WORK INSTRUCTION — Tally how many lines in the data hold the word "clicks", and give the result with no other text.

-----

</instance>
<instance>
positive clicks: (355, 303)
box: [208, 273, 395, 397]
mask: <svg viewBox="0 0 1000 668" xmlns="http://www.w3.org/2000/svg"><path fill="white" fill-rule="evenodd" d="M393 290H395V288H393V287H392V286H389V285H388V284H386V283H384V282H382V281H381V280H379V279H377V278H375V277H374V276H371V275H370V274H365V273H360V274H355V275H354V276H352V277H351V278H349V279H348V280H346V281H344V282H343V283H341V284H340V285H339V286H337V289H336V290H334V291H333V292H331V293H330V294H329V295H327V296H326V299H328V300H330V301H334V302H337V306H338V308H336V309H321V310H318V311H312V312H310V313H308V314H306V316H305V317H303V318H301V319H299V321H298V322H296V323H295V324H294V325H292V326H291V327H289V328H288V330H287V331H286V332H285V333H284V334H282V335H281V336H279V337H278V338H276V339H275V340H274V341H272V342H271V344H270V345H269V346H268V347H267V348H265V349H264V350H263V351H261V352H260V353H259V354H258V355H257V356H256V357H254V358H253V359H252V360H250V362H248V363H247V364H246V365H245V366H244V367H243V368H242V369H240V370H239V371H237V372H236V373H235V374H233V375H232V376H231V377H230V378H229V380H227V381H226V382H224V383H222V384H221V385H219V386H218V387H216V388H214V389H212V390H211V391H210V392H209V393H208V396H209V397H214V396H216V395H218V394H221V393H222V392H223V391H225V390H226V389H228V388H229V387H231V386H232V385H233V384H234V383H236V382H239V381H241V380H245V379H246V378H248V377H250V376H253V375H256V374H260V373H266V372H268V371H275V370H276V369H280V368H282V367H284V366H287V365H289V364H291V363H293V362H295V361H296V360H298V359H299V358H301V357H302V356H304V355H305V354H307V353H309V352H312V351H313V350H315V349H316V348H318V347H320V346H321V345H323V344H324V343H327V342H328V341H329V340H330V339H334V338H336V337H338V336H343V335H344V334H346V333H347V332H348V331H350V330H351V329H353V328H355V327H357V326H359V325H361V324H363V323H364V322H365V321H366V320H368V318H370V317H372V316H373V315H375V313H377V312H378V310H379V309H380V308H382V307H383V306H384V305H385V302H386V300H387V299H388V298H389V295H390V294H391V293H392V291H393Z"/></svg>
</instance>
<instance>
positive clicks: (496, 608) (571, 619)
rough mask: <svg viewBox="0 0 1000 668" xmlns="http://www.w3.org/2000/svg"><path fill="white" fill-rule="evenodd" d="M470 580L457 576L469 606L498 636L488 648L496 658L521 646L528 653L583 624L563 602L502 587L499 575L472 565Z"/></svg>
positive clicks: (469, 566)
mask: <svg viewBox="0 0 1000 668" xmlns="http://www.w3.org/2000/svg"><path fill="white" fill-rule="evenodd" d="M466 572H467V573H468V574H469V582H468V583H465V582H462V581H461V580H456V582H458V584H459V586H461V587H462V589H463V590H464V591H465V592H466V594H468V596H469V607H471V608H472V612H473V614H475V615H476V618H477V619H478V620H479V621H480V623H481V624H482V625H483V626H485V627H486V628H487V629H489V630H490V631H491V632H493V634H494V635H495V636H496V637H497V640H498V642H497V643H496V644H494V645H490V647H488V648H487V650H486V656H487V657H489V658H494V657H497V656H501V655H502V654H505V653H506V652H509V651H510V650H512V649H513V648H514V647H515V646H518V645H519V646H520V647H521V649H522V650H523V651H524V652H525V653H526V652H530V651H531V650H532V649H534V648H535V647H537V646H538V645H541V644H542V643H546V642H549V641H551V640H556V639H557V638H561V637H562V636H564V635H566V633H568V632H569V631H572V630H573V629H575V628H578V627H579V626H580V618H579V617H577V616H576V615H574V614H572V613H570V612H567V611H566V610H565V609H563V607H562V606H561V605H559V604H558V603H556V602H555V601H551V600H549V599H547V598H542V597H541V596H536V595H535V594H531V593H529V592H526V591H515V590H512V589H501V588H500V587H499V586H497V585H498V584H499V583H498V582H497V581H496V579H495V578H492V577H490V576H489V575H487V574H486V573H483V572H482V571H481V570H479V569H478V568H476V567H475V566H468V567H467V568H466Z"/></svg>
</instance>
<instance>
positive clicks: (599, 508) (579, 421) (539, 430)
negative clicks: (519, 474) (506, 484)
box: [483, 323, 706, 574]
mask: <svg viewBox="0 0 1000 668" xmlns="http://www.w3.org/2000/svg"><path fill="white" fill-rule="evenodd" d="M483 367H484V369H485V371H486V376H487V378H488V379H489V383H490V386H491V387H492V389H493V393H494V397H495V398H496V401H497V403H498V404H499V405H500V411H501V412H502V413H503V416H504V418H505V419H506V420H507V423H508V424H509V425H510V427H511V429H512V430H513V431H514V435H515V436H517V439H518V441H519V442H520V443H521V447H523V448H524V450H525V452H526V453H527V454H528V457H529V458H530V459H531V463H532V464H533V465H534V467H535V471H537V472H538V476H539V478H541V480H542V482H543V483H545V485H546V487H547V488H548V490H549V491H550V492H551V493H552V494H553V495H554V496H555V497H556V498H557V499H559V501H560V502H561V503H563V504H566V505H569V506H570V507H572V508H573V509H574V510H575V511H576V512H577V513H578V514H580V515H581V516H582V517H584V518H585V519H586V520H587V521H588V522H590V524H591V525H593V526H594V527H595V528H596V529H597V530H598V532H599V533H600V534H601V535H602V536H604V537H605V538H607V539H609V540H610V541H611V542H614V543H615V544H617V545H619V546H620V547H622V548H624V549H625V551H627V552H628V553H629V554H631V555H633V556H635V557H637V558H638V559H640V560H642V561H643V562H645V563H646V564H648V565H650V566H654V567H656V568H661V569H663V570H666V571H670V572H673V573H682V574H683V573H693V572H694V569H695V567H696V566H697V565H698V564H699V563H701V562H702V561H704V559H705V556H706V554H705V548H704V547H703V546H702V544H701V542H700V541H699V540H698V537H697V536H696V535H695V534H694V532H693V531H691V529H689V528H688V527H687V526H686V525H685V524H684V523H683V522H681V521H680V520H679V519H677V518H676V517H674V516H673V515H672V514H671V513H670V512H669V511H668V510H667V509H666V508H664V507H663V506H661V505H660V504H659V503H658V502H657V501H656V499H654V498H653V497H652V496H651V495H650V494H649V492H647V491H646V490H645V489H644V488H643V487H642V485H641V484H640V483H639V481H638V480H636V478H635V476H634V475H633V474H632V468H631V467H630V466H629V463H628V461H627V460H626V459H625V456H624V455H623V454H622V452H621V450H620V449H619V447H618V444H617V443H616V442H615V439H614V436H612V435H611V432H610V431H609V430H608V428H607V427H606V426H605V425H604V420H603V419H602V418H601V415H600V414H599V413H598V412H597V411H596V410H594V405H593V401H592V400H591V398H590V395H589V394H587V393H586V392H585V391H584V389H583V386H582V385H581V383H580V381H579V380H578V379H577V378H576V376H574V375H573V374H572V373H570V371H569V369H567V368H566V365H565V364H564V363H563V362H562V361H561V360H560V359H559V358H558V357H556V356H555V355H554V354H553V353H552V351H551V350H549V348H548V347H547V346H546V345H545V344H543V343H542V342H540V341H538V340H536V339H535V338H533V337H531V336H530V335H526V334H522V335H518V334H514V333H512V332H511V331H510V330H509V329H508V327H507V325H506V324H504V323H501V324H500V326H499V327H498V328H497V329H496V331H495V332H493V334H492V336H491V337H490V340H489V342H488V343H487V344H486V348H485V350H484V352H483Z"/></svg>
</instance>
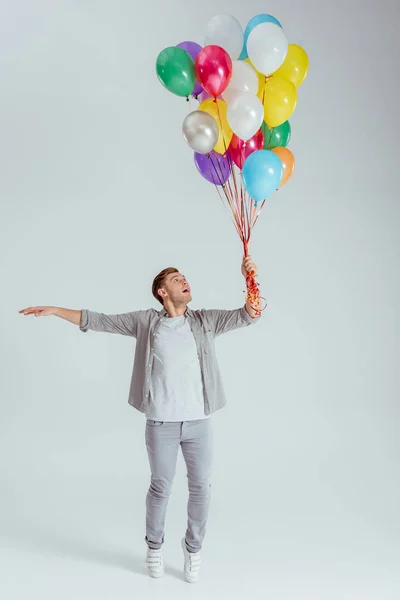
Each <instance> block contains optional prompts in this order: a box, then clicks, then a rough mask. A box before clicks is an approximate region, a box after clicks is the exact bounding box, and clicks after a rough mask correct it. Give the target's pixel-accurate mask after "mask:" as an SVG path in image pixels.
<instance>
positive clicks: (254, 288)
mask: <svg viewBox="0 0 400 600" xmlns="http://www.w3.org/2000/svg"><path fill="white" fill-rule="evenodd" d="M243 249H244V257H245V258H247V257H248V256H249V245H248V243H247V242H245V243H244V244H243ZM256 277H257V274H256V272H255V271H250V272H249V273H248V274H247V276H246V288H247V297H246V301H247V302H248V303H249V304H250V306H251V308H252V309H253V310H254V312H255V315H254V318H255V319H256V318H258V317H260V316H261V313H262V312H263V311H264V310H265V309H266V308H267V301H266V300H265V298H263V297H262V296H261V293H260V285H259V283H258V281H257V280H256ZM261 300H264V301H265V306H264V307H263V308H261Z"/></svg>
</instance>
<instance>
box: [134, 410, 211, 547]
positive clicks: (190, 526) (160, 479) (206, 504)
mask: <svg viewBox="0 0 400 600" xmlns="http://www.w3.org/2000/svg"><path fill="white" fill-rule="evenodd" d="M179 446H180V447H181V448H182V454H183V457H184V459H185V463H186V467H187V477H188V483H189V502H188V525H187V531H186V547H187V549H188V550H189V552H199V550H200V549H201V546H202V543H203V539H204V536H205V532H206V524H207V517H208V508H209V505H210V496H211V490H210V488H211V481H210V480H211V469H212V457H213V435H212V425H211V419H202V420H199V421H183V422H177V423H172V422H163V421H149V420H147V423H146V447H147V452H148V455H149V461H150V469H151V482H150V488H149V491H148V494H147V498H146V542H147V545H148V546H149V547H150V548H154V549H158V548H161V545H162V544H163V542H164V526H165V515H166V511H167V505H168V500H169V496H170V494H171V490H172V483H173V480H174V476H175V470H176V463H177V458H178V450H179Z"/></svg>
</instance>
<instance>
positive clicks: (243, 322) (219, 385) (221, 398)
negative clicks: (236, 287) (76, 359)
mask: <svg viewBox="0 0 400 600" xmlns="http://www.w3.org/2000/svg"><path fill="white" fill-rule="evenodd" d="M185 316H186V318H187V319H188V321H189V325H190V328H191V330H192V332H193V335H194V339H195V341H196V347H197V354H198V357H199V362H200V368H201V376H202V382H203V391H204V413H205V414H206V415H209V414H212V413H213V412H215V411H216V410H219V409H220V408H222V407H223V406H225V404H226V397H225V393H224V389H223V385H222V380H221V374H220V370H219V367H218V363H217V359H216V355H215V347H214V339H215V338H216V337H217V336H219V335H221V334H223V333H227V332H228V331H232V330H233V329H238V328H240V327H246V326H247V325H251V324H252V323H256V322H257V321H259V318H254V319H253V318H252V317H251V316H250V315H249V314H248V312H247V310H246V308H245V307H243V308H239V309H235V310H191V309H189V308H187V310H186V313H185ZM166 317H168V314H167V312H166V310H164V309H162V310H160V311H157V310H155V309H152V308H150V309H148V310H139V311H135V312H129V313H124V314H120V315H105V314H103V313H96V312H93V311H89V310H86V309H83V310H82V318H81V324H80V330H81V331H83V332H87V331H88V330H92V331H104V332H107V333H120V334H121V335H127V336H131V337H134V338H136V351H135V359H134V364H133V373H132V380H131V386H130V391H129V400H128V402H129V404H130V405H131V406H133V407H134V408H136V409H137V410H139V411H140V412H142V413H145V412H146V410H147V406H148V402H149V389H150V379H151V372H152V367H153V359H154V336H155V334H156V332H157V329H158V327H159V326H160V324H161V322H162V319H163V318H166Z"/></svg>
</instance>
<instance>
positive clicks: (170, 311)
mask: <svg viewBox="0 0 400 600" xmlns="http://www.w3.org/2000/svg"><path fill="white" fill-rule="evenodd" d="M164 308H165V310H166V311H167V313H168V317H169V318H170V319H173V318H174V317H182V315H184V314H185V313H186V311H187V306H186V304H184V305H182V306H174V305H171V304H166V305H165V306H164Z"/></svg>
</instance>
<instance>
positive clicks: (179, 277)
mask: <svg viewBox="0 0 400 600" xmlns="http://www.w3.org/2000/svg"><path fill="white" fill-rule="evenodd" d="M161 289H162V290H164V292H165V293H164V294H163V295H162V298H163V300H164V303H165V300H167V299H168V300H170V301H171V302H173V303H174V304H188V303H189V302H190V301H191V299H192V295H191V291H190V286H189V284H188V282H187V280H186V277H185V276H184V275H182V274H181V273H171V274H170V275H167V277H166V279H165V282H164V285H163V286H162V288H161ZM165 294H167V296H166V295H165Z"/></svg>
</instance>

-----

REPLY TO THE TASK — 12